Source text:

....................

For all those upset about a split BMQ thru Christmas, all I have to say to that is SUCK IT UP!!.  With the amount of courses being pushed thru the system right now the CF needs to run them wherever they can. If your Christmas plans consist of getting tanked and stuffing your face for weeks, then when you return and cant keep up, you have no one to blame but yourselves, you need to get your priorities straight, I think a couple weeks at home having time off will be a bigger test for you than 10 weeks without your family. Its all about priorities, If you think that split courses suck wait till you you go on tour for months without family and you dont get to go home for Christmas, and you can only contact family 10 min a week by phone if your lucky, you will look back on your split BMQ course and think to yourself "it was'nt that bad"
Not to mention you all  speack of trying so hard and it taking so long to get in the CF, I would think that you would not want to jeopardize your chances.
Now that I stated my peice remember above all "SOLDIER ON!!"


----------



## ab136 (20 Sep 2005)

Hey cool the jets Grayman ;D  The only one talkin' like _that _is someone who apparently isn't going to be in that BMQ


----------



## bonitabelle (20 Sep 2005)

Personally, I am glad that there is a break at Christmas.  My kids are glad that I'll be able to get home to see them, and I think from their perspective, they will need to see that I am ok.  As far as gaining weight and everything, we'll just all have to use a little will-power and not pig-out all the time.  It should work........I think....maybe.  

Bonnie


----------



## ab136 (16 Oct 2005)

....................

Tasks and exercises:
**A)** From the forum thread on split BMQ courses, set down the passage starting at "## bonitabelle (20" and ending at "(16 Oct 2005)".
**B)** In the forum thread on split BMQ courses, why does bonitabelle say her kids are glad about the Christmas break?

Raw data:

....................

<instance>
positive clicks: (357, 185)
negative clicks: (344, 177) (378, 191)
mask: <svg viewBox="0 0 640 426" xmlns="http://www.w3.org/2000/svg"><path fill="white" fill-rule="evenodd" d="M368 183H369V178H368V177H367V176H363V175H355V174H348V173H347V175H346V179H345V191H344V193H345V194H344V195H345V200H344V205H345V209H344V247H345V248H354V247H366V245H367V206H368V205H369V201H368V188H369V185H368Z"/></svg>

....................

Problem solutions:
**A)**
## bonitabelle (20 Sep 2005)

Personally, I am glad that there is a break at Christmas.  My kids are glad that I'll be able to get home to see them, and I think from their perspective, they will need to see that I am ok.  As far as gaining weight and everything, we'll just all have to use a little will-power and not pig-out all the time.  It should work........I think....maybe.  

Bonnie


----------



## ab136 (16 Oct 2005)

**B)** They are glad because she'll be able to get home to see them.